= Description of the task =
Could you repeat every one of the following rows word for word, changing nothing?

— START OF Extracted entries —

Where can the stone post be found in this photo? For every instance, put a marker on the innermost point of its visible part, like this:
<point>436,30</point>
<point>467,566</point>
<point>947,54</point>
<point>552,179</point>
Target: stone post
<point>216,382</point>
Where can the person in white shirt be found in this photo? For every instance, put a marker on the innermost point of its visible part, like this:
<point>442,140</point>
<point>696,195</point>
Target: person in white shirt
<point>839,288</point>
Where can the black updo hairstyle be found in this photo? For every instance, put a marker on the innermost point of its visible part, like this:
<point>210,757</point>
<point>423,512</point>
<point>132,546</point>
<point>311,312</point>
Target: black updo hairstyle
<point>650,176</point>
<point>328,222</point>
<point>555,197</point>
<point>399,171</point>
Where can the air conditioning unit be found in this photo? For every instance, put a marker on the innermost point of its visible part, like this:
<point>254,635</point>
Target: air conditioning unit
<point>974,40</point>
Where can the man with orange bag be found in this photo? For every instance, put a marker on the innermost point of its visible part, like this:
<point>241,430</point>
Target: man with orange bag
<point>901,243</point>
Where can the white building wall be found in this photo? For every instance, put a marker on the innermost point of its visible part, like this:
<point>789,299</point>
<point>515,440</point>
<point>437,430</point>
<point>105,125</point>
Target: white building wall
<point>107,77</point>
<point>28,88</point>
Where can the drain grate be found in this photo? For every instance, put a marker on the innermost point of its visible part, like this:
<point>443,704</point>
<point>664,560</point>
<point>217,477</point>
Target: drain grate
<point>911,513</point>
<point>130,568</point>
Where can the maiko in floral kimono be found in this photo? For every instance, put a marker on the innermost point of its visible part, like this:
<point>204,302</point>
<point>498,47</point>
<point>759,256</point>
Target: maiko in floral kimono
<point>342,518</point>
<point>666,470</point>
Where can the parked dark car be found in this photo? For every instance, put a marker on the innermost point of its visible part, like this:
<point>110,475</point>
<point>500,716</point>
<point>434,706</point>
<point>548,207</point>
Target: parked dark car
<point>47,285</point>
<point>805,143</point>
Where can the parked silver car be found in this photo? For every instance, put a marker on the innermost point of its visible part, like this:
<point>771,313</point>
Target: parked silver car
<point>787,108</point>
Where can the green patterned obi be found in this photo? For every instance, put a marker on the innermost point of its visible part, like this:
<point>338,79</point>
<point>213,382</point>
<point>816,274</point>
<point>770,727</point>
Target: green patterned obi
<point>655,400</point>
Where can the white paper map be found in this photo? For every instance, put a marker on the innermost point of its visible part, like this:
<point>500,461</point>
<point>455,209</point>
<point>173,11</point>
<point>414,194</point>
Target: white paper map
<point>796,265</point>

— END OF Extracted entries —

= Exercise solution =
Where can the stone post be found in this photo? For every instance, put a marker on the innermost point of its visible part, like this:
<point>436,30</point>
<point>467,566</point>
<point>947,54</point>
<point>552,179</point>
Target: stone post
<point>216,382</point>
Where can the person in white shirt be found in this photo? For every instance, put a marker on the innermost point of its visible part, like this:
<point>442,140</point>
<point>696,195</point>
Target: person in white shirt
<point>839,288</point>
Where can the black updo hairstyle be found in this photo? For every instance, put a marker on the innermost point of its visible part, like this:
<point>210,757</point>
<point>423,512</point>
<point>132,546</point>
<point>311,312</point>
Target: black updo hairstyle
<point>650,176</point>
<point>328,222</point>
<point>555,197</point>
<point>399,171</point>
Where can the air conditioning unit be found in this photo? For every instance, put a marker on the innermost point of its visible part, like this:
<point>254,635</point>
Target: air conditioning unit
<point>974,40</point>
Where can the man with orange bag be found in this photo? For every instance, put a marker on the innermost point of its visible part, like this:
<point>241,430</point>
Target: man with orange bag
<point>901,243</point>
Where can the white building wall be found in this photo? For every instance, put a marker on the innermost point of its visible part, like this:
<point>789,299</point>
<point>515,440</point>
<point>437,430</point>
<point>105,125</point>
Target: white building wall
<point>107,77</point>
<point>28,88</point>
Where can the drain grate be found in this photo? For every instance, put a marker on the innermost point of its visible part, like this:
<point>443,704</point>
<point>664,560</point>
<point>217,477</point>
Target: drain grate
<point>911,513</point>
<point>130,568</point>
Where can the maiko in floral kimono be found in this photo? For every instance, put a marker on the innermost point of its visible part, like this:
<point>204,302</point>
<point>498,47</point>
<point>759,256</point>
Target: maiko in floral kimono
<point>342,518</point>
<point>666,470</point>
Where can the parked dark car be found in this photo? For every instance, put a marker on the innermost point of its visible part, like this:
<point>110,475</point>
<point>500,716</point>
<point>434,706</point>
<point>548,207</point>
Target: parked dark car
<point>47,285</point>
<point>805,143</point>
Where can the parked silver car be found in this photo? For every instance, put a marker on the innermost point of its visible part, like this:
<point>771,313</point>
Target: parked silver car
<point>787,108</point>
Where can the green patterned obi be found in this photo? For every instance, put a marker on the innermost point of its visible part, like this:
<point>338,79</point>
<point>213,382</point>
<point>816,274</point>
<point>770,727</point>
Target: green patterned obi
<point>655,400</point>
Where can the white paper map be found in this photo? For every instance, put a marker on the innermost point of its visible part, like this:
<point>500,461</point>
<point>455,209</point>
<point>173,11</point>
<point>414,194</point>
Target: white paper map
<point>796,265</point>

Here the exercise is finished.